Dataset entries
--------------------------------

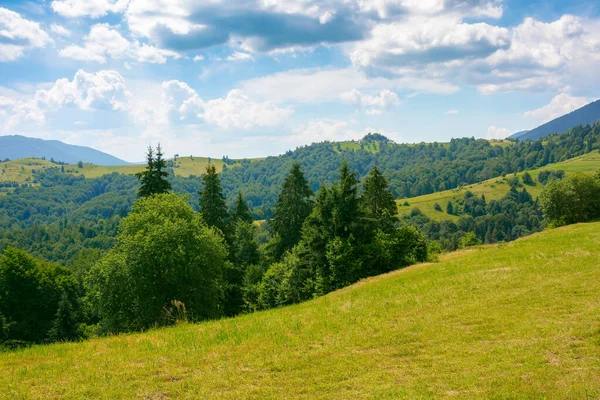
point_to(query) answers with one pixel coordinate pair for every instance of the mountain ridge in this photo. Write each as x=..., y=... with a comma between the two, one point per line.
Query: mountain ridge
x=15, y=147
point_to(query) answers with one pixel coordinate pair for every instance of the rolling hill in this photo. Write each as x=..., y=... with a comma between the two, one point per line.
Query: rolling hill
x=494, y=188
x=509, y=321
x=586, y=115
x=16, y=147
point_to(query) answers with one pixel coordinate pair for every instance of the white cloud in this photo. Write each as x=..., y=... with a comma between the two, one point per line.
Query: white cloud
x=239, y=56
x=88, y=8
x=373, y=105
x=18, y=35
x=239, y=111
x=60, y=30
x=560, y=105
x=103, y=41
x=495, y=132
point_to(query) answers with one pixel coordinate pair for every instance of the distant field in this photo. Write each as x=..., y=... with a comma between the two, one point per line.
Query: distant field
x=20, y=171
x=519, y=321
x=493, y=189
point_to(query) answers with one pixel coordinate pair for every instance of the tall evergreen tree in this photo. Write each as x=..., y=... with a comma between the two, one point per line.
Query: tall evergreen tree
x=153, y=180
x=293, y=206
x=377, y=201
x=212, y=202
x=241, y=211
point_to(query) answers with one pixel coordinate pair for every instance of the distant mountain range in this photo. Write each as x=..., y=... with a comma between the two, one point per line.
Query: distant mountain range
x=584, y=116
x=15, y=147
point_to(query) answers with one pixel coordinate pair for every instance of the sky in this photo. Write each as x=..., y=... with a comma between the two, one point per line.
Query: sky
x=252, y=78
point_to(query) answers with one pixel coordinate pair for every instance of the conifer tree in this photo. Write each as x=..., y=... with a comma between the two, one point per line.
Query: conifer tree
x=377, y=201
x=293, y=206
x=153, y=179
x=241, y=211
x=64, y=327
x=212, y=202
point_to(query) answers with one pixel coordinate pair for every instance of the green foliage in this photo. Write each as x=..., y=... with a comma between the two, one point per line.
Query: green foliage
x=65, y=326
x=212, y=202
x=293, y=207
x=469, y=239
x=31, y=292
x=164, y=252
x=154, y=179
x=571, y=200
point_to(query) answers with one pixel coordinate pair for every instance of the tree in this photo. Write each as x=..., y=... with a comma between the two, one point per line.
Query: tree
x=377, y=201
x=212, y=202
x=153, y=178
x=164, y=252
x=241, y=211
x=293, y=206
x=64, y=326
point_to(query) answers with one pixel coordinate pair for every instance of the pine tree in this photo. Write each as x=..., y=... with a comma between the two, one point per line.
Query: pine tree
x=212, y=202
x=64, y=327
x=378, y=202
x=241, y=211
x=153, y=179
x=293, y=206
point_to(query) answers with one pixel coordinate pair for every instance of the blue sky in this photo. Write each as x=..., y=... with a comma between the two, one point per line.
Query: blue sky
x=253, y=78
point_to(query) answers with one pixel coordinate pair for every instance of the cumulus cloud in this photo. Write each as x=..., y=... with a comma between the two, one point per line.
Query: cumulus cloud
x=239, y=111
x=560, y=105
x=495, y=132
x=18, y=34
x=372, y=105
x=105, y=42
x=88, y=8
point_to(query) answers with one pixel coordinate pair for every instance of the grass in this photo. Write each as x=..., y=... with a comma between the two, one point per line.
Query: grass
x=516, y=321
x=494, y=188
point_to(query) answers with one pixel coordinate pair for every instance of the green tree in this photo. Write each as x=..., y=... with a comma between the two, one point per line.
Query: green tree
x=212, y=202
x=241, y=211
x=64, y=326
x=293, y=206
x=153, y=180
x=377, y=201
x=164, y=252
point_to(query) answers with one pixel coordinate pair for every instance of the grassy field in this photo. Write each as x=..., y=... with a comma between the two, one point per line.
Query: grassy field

--------------------------------

» **EXERCISE**: Provide only the count of lines in the records above that hold the word "grassy".

» **RESULT**: 2